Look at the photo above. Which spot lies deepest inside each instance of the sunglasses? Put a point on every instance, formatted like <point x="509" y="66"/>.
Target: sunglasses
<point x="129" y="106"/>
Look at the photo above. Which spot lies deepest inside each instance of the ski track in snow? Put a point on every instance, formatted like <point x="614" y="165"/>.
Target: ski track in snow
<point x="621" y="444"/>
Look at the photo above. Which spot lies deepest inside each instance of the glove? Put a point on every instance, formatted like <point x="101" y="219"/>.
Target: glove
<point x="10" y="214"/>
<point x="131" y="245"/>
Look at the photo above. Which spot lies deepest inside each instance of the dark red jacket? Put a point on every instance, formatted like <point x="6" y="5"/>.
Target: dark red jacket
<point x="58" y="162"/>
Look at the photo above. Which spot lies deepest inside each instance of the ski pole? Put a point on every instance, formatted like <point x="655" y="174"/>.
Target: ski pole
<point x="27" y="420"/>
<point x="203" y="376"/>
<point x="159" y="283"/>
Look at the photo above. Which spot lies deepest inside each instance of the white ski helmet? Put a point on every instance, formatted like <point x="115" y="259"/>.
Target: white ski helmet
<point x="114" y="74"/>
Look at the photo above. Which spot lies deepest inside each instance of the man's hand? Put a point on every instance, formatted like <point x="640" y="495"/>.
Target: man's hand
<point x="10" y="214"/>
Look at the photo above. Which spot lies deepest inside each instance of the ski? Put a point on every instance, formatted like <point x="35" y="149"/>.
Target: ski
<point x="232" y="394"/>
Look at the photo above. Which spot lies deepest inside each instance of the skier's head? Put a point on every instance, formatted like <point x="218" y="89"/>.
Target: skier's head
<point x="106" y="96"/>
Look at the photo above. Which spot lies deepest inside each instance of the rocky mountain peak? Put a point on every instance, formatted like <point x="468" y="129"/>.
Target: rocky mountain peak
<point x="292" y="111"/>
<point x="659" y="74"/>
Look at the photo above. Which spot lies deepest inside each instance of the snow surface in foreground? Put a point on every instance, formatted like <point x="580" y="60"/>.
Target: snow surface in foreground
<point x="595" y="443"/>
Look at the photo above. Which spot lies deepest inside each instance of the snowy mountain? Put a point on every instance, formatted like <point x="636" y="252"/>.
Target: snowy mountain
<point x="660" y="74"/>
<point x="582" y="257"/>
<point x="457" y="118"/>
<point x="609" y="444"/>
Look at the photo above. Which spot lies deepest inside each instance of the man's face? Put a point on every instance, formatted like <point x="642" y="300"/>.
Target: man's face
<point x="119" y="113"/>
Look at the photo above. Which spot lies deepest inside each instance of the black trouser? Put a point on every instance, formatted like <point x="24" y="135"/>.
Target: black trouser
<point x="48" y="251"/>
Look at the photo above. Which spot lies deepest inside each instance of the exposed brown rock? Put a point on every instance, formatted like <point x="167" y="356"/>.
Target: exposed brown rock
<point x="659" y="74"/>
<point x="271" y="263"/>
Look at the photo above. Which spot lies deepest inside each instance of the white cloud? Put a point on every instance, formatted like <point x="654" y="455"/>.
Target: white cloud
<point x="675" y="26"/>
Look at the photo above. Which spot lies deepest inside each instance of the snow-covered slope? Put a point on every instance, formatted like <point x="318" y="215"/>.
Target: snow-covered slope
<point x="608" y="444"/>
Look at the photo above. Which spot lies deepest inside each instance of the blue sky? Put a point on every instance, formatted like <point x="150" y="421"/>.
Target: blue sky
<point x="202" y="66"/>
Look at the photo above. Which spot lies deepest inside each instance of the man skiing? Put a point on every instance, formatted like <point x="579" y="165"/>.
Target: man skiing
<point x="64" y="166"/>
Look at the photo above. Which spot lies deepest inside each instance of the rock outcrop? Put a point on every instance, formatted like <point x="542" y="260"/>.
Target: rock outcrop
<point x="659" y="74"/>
* * * * * * * * *
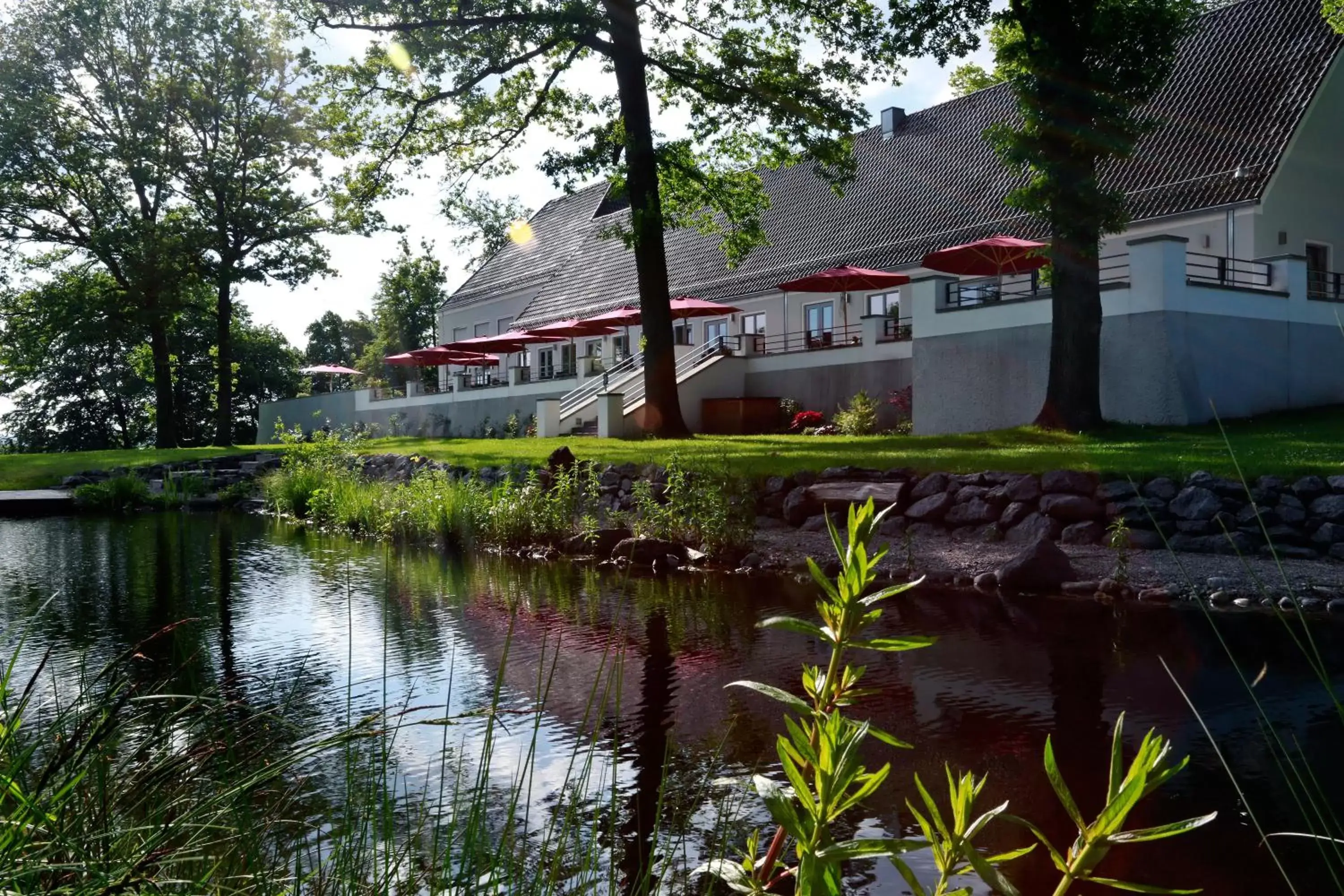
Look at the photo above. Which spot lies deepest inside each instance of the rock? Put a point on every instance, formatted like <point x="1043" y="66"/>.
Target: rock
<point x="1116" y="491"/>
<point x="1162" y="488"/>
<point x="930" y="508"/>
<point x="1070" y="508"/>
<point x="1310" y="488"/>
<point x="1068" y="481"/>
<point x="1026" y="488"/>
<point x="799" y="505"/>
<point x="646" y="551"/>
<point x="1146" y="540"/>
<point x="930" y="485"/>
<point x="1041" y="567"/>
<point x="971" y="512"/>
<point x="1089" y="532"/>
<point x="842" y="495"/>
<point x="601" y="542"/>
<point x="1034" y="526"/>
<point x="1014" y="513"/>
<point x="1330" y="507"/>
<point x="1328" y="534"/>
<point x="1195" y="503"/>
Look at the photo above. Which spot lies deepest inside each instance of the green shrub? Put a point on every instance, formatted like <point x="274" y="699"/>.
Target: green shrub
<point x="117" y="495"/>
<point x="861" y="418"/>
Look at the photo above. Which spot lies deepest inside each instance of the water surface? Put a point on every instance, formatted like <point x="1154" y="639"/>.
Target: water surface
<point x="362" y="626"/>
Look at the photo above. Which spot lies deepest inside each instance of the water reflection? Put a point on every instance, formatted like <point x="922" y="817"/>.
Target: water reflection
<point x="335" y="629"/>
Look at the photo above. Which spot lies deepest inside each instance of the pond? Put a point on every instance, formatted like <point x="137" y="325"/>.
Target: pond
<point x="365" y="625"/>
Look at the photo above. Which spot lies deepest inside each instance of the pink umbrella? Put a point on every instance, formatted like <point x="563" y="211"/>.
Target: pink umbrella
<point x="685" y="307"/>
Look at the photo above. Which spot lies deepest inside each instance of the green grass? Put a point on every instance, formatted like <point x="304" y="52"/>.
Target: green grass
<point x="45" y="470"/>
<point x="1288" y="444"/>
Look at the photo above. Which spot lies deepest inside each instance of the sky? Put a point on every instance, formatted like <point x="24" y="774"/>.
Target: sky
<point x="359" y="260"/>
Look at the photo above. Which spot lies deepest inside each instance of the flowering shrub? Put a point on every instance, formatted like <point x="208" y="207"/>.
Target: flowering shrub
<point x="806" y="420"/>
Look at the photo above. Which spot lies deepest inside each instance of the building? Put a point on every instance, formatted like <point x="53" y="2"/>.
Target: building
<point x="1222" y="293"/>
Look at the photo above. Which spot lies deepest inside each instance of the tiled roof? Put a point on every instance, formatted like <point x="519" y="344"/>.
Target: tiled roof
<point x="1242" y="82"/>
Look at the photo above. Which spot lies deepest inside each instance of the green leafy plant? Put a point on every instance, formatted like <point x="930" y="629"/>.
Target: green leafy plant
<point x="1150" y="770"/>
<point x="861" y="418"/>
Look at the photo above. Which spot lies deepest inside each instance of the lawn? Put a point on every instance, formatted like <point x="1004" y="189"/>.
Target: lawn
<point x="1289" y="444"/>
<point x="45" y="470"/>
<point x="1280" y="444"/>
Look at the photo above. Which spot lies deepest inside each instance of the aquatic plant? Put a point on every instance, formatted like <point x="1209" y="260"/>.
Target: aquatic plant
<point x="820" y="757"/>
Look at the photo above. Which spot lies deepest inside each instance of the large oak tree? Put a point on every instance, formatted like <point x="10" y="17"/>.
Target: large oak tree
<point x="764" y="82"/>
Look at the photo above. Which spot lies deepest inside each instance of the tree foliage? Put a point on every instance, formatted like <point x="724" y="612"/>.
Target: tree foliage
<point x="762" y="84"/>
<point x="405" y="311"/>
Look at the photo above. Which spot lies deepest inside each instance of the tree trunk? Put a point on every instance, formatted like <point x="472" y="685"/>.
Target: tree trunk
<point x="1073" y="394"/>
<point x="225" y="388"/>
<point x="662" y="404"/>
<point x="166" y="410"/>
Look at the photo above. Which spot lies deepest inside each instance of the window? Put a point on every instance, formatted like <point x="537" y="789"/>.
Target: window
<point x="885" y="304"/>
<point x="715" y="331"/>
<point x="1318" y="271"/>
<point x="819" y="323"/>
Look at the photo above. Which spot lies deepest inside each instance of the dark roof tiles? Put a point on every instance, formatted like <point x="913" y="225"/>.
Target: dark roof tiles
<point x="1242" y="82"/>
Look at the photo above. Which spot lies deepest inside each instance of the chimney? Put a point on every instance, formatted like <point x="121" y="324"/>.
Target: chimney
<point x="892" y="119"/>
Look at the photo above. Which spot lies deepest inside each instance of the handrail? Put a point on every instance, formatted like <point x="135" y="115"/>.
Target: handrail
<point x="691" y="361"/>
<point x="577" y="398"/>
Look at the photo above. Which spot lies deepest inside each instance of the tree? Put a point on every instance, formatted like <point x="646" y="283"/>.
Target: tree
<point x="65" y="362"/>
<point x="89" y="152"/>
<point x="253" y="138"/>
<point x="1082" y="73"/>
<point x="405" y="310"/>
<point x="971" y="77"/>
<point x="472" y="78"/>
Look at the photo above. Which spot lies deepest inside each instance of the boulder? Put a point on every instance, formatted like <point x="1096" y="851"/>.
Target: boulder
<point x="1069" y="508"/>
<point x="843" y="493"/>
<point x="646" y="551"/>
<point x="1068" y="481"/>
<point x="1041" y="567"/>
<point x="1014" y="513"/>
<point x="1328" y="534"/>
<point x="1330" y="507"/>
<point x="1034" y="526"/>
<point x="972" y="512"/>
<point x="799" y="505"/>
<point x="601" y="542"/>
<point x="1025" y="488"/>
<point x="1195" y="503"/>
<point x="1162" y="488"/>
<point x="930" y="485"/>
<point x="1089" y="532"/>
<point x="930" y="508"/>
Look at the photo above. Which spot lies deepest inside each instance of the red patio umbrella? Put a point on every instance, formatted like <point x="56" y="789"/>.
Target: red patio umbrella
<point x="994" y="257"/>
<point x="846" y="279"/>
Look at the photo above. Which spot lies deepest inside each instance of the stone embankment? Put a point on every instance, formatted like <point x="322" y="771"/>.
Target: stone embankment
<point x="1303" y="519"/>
* * * * * * * * *
= Task prompt =
In the listing above, locate the line containing "of the tiled" and the line containing "of the large", then transcribe both and every line between them verbatim.

= Exercise solution =
Look at the photo above. Which spot lies deepest inside each instance of the tiled roof? Put a point on every instance, formatted like <point x="519" y="344"/>.
Target: tiled roof
<point x="1242" y="82"/>
Look at the photo above. Which spot lies deepest inside each instance of the green leafy plant? Put a point on every instance, formatted like <point x="930" y="629"/>.
Target: green leafy plant
<point x="1150" y="770"/>
<point x="861" y="418"/>
Look at the photo above. Which spot lies deepest inside each instance of the lawn? Put a point on every instance, formatted like <point x="1004" y="189"/>.
Target: lawn
<point x="1289" y="444"/>
<point x="45" y="470"/>
<point x="1280" y="444"/>
Look at the photo above. Which spot lies deepest inside each instance of the aquatic plant? Put a point on every instance, formatted like <point x="1209" y="260"/>.
Target: aquatic plant
<point x="820" y="757"/>
Look at the photo above. Which spot lies deepest inside each instance of the large oak tree? Put a point on every instance, formatted like <point x="10" y="17"/>.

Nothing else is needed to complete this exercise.